Canlı Bilimi Yaşam

Türkiye’den FAO’yu Memnun Eden Adım: Rotterdam Sözleşmesi’nin Onayı

Rotterdam Sözleşmesi

Belirli tehlikeli kimyasalların ticaretinin düzenlenmesiyle ilgili Rotterdam Sözleşmesi onayına ilişkin tasarı 19 yıl sonra Türkiye’de de yasalaştı. Rotterdam Sözleşmesi’nin onayına ilişkin kanunun Resmi Gazete’de yayımlanmasından sonra sözleşme tasarısının Türkiye tarafından onaylanmasıyla tasarıyı kabul eden ülkelerin sayısı 158’e yükseldi.

Türkiye’nin bu antlaşmayı onaylaması üzerine BM Gıda ve Tarım Örgütü (FAO) tarafından anlaşmanın kabulünün memnuniyetle karşılandığına dair açıklama yapıldı. Bu sözleşmenin önemi ne olabilir?

Rotterdam Sözleşmesi İle ilgili Neler Biliyoruz?

Rotterdam Sözleşmesi, Bazı Tehlikeli Kimyasallar ve Pestisitlerin Uluslararası Ticaretinde Ön Bildirimli Kabul Usulüne Dair, kimyasalların özelliklerine ilişkin bilgi alışverişini kolaylaştırmayı, ithalat ve ihracat ile ilgili ulusal karar verme sürecini oluşturmayı, bu kararları duyurarak; bazı tehlikeli kimyasalların insan sağlığına ve çevreye verebilecekleri olası zararlardan tarafları korumayı, bu tür kimyasalların çevreyle uyumlu bir biçimde kullanılmalarını teminen uluslararası ticarette taraflar arasında paylaşılmış sorumluluğu ve işbirliği çabalarını artırmayı amaçlayan bir bağıt olarak karşımıza çıkmaktadır.

- [Alıştırma Tanımı] Rotterdam Sözleşmesi hakkındaki metne göre, Türkiye'nin onayıyla birlikte sözleşmeyi kabul eden ülkelerin sayısı kaça yükselmiştir?

- [Listelenen Satırlar]

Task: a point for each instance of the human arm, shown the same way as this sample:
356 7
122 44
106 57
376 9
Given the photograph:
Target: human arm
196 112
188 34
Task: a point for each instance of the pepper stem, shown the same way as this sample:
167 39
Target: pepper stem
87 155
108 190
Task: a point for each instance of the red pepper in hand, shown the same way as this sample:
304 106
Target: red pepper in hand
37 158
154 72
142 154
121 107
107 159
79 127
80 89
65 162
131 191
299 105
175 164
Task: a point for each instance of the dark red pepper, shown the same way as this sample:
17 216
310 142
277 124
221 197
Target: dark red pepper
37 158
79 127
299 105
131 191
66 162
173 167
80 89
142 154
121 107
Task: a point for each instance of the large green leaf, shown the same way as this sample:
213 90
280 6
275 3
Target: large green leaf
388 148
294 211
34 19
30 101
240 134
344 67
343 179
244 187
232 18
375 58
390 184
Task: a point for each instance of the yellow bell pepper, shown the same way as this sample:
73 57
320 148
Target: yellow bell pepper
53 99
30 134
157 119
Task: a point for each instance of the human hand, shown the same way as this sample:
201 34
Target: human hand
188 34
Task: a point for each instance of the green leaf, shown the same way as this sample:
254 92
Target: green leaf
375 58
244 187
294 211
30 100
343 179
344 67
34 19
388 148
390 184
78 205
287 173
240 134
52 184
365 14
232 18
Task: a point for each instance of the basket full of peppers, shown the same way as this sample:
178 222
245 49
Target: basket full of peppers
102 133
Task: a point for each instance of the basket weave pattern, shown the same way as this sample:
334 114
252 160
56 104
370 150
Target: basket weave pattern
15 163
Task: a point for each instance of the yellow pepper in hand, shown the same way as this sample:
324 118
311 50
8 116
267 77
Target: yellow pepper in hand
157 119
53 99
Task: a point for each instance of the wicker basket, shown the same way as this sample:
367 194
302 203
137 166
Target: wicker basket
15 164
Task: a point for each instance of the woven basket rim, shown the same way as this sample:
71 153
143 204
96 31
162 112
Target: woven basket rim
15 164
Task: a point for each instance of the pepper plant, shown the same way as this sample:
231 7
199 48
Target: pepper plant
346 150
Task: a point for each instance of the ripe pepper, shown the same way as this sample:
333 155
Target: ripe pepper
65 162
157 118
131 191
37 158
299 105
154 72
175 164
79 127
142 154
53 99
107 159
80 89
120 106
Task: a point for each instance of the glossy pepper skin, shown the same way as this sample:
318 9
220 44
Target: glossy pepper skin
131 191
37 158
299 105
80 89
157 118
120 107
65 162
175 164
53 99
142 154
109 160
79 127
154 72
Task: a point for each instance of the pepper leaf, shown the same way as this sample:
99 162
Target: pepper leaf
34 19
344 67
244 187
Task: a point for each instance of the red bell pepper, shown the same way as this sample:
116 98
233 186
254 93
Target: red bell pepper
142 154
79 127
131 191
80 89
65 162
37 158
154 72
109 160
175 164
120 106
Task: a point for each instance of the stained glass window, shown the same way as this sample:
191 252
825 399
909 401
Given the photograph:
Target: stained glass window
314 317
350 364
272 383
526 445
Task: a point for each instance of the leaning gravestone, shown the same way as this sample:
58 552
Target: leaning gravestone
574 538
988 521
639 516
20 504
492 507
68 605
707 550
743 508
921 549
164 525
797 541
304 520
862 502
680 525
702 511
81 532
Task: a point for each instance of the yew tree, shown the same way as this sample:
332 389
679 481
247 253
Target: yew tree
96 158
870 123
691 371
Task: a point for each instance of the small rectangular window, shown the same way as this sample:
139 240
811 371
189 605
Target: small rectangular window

- [Eksiksiz Yanıt] Sözleşmeyi kabul eden ülkelerin sayısı 158'e yükselmiştir.